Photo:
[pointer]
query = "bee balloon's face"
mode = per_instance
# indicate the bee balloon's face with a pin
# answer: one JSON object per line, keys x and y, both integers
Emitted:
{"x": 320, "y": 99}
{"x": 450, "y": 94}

--

What you should do
Take the line holding "mode = per_instance" and all lines after it through the end of the data, and set them down exactly.

Result
mode = per_instance
# indicate the bee balloon's face with a pin
# answer: one JSON object per line, keys x and y, both integers
Emitted:
{"x": 320, "y": 99}
{"x": 450, "y": 94}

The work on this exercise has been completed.